# [To be done]
Pull out each line in the items below that contains the word "lake" and copy it in full.

# [Input records]
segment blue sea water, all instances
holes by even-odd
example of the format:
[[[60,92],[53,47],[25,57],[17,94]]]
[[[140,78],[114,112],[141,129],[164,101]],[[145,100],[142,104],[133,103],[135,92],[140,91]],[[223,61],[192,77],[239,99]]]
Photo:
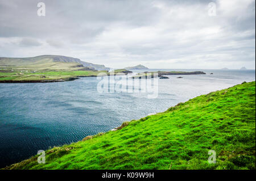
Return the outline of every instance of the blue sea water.
[[[101,80],[96,77],[1,83],[0,167],[28,158],[39,150],[76,142],[196,96],[255,79],[255,70],[201,70],[207,74],[158,79],[155,99],[137,92],[99,92]]]

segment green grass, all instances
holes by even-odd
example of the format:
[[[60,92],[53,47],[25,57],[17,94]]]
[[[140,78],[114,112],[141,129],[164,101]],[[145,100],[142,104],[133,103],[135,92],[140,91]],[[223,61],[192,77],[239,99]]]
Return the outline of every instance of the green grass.
[[[106,70],[68,71],[56,70],[55,71],[40,70],[35,73],[31,73],[31,71],[34,71],[32,70],[28,70],[27,72],[26,71],[26,70],[15,70],[13,71],[9,70],[6,72],[0,72],[0,82],[4,81],[26,81],[65,79],[76,77],[95,77],[100,73],[108,73],[108,71]]]
[[[7,169],[255,169],[255,83],[243,83],[46,151]],[[125,127],[125,125],[126,125]],[[208,162],[209,150],[217,163]]]

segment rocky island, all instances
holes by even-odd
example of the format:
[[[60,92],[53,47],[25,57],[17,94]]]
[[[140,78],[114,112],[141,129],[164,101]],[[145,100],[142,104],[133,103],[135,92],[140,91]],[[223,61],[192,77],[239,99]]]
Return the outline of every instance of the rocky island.
[[[137,70],[138,70],[138,69],[148,69],[148,68],[144,66],[141,64],[139,64],[139,65],[138,65],[134,66],[129,66],[129,67],[125,68],[124,69],[137,69]]]
[[[158,73],[157,75],[155,75],[154,73]],[[156,77],[163,77],[163,75],[200,75],[200,74],[206,74],[203,71],[145,71],[142,73],[139,73],[137,75],[133,76],[133,78],[146,78],[147,76],[151,77],[151,78]]]

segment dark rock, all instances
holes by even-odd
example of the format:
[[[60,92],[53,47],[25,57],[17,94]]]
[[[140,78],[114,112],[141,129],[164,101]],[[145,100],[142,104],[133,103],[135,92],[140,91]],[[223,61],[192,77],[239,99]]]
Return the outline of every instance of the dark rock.
[[[159,78],[161,79],[167,79],[167,78],[169,78],[169,77],[162,76],[162,77],[160,77]]]

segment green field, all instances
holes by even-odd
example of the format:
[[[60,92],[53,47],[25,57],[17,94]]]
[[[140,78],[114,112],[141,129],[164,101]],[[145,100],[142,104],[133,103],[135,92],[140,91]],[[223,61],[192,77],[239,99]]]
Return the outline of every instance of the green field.
[[[243,83],[6,169],[255,169],[255,82]]]
[[[5,81],[29,81],[45,80],[68,80],[71,78],[77,78],[79,77],[95,77],[100,73],[108,74],[108,71],[89,71],[89,70],[14,70],[0,71],[0,83]],[[34,71],[36,71],[34,72]]]

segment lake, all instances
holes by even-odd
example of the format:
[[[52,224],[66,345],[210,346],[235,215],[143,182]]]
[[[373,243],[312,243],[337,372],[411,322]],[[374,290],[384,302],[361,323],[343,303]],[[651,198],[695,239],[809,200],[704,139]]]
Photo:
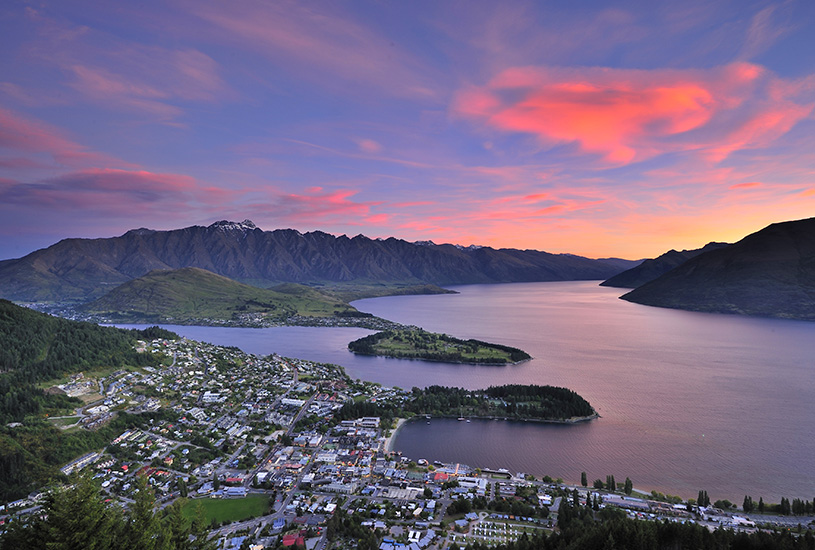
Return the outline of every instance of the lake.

# [Task answer]
segment lake, all instances
Return the outline of every instance of the lake.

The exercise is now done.